TASK INSTRUCTIONS
Leave out the pictures and copy every record exactly.

[Stored entries]
::::
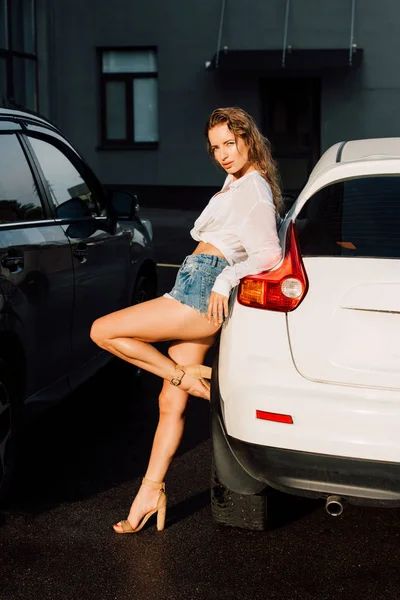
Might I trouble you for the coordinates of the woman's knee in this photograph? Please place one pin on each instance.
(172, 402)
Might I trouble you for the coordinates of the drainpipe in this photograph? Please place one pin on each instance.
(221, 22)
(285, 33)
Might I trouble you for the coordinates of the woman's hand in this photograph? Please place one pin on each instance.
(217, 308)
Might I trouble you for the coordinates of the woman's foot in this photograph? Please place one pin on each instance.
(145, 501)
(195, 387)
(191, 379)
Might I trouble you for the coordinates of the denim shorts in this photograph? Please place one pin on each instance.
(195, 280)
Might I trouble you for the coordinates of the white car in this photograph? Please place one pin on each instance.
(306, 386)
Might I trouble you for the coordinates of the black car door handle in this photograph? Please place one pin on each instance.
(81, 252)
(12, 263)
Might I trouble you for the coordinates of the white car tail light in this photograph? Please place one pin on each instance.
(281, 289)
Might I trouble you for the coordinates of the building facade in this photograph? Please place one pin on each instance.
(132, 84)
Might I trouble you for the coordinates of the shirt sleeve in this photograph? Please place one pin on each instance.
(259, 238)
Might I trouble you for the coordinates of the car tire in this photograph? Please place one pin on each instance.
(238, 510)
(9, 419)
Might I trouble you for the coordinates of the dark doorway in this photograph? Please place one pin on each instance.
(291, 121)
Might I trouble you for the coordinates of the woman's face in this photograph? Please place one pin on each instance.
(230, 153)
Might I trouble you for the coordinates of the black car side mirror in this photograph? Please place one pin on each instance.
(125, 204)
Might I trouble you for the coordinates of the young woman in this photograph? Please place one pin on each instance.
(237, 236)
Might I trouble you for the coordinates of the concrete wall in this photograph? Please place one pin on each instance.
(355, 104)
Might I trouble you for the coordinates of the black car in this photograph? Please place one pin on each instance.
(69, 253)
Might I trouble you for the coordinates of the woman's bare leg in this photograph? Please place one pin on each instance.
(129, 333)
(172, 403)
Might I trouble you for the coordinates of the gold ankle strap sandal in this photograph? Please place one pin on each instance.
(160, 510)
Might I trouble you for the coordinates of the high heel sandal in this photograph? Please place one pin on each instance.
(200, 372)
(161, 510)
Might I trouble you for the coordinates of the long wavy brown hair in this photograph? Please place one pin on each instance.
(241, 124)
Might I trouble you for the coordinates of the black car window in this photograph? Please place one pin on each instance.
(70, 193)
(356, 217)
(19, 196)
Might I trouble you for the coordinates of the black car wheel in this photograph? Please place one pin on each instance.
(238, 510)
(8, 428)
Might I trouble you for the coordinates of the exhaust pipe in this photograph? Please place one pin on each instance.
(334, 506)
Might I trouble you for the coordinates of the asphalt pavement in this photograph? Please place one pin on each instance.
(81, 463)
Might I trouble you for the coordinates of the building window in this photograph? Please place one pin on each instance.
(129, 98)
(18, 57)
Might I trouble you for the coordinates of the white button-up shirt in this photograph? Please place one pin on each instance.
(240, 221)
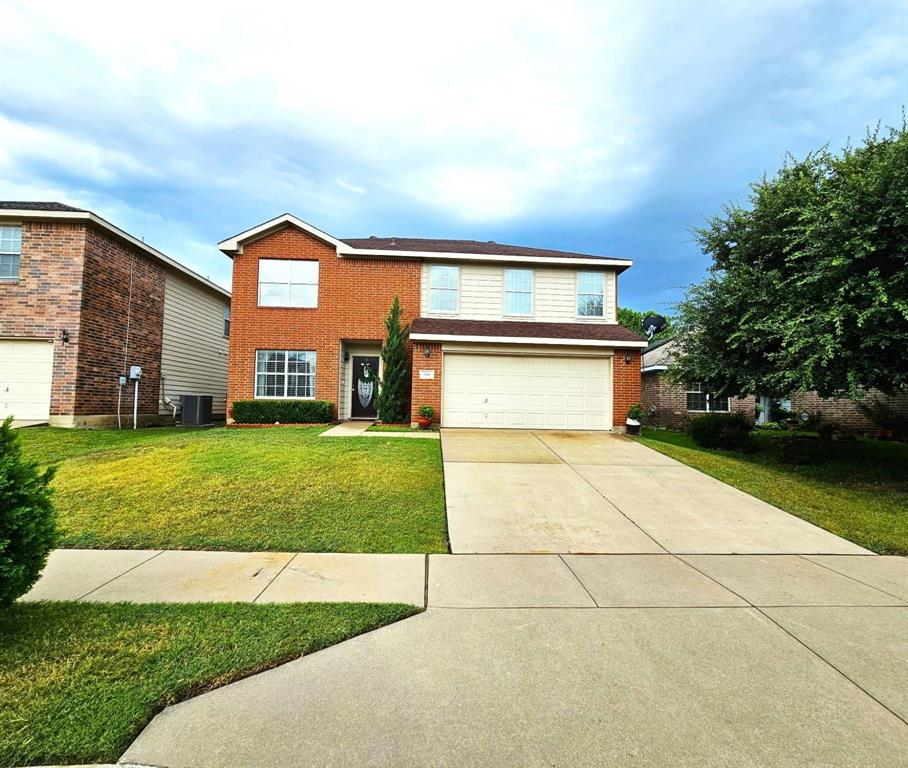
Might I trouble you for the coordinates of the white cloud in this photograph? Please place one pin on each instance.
::::
EXERCISE SOLUTION
Might I trouble you for the coordinates of the woman's knee in this photograph? Please place one pin on each instance.
(172, 402)
Might I trouble you for the coordinates of the drainpipe in this photograph? Please place one pin on each instance.
(221, 22)
(285, 33)
Might I trouble you for the coordinates of the woman's hand in this photograph? Please place one pin on each instance.
(217, 308)
Might I trouble you for the coordinates of the woman's foot in this photograph? Please place one pin on each instance.
(145, 501)
(195, 387)
(191, 379)
Might I trouble you for the coordinates of the denim shorts in this photograph? Please place one pin on each instance.
(195, 280)
Might I trouble you for the coordinates of the white car in this photograph? Please place one pin on each instance.
(306, 386)
Might I trouble you for the coordinates of the black car door handle in this photograph? Please place one pin on each instance.
(81, 252)
(12, 263)
Might I trouble you for the coordinates of the white car tail light in this photograph? Please place one pin on each instance.
(281, 289)
Might I trouble you for the coordinates of the building facade in this photograph? Please place one pin on each instance.
(132, 84)
Might I trouble you for the coordinates of the shirt sleeve in this photograph? Please place one pin on each instance.
(259, 238)
Might I trouble you for the coordinates of the car tire in this photograph? Please place one pin on each instance.
(238, 510)
(9, 419)
Might I trouble you for the coordinates of the dark doorway in this photograph? Please place one pin on each instance.
(291, 121)
Might I trouble you for the coordinates of the woman's face in this photograph? Please place one pin on each instance.
(230, 153)
Might I trouble you for the coordinates of the black car side mirror in this photograph? Please place one pin on each instance.
(125, 204)
Might I trouble you for the coordinates of the young woman in this photograph? Please place one pin on each instance.
(237, 236)
Might I trouble you for the coordinates of the concrete wall in this photograph? Please place one pin on each instance.
(355, 104)
Might I trouble you for the coordinates of the black car in this photograph? Please place one pin on each instance.
(69, 253)
Might I trouble you for the coordinates of the woman's bare leg in this photograph? Please place one pin on each instance.
(129, 333)
(172, 403)
Might I trouble you for the coordinates of the gold ankle strap sandal in this photograph? Please place one pin on each instance.
(160, 510)
Might I trouble you for the coordinates of the high heel sandal in this photograph? Please place one pin on each instance.
(200, 372)
(161, 510)
Might I trouble you for the coordinates of the long wavy brown hair in this photograph? Please place one pin on each instance.
(241, 124)
Might I trouble you for the coordinates of the black car window in this photograph? Please place one pin on each instance.
(70, 193)
(356, 217)
(19, 196)
Might I trouble you for the coordinates of the black car wheel in this photograph? Please place one pin on each instance.
(238, 510)
(8, 428)
Might I trouble you for the coordinates of the exhaust pipe in this photograph? Please place one pin on each instance.
(334, 506)
Might I trouble you for the coordinates of the asphalt pavement in this photograph? Please place one pin on each instance.
(81, 463)
Might I trouble you for the coordinates of the building window in this photograph? Please place one pin on each instance.
(129, 98)
(18, 57)
Might I trouble you for the coordinates of the white button-up shirt in this photograph? Please place one pin on each instance.
(240, 221)
Might I trouble you for the coordinates of the white cloud in this photograph? Please place one pin on each instance.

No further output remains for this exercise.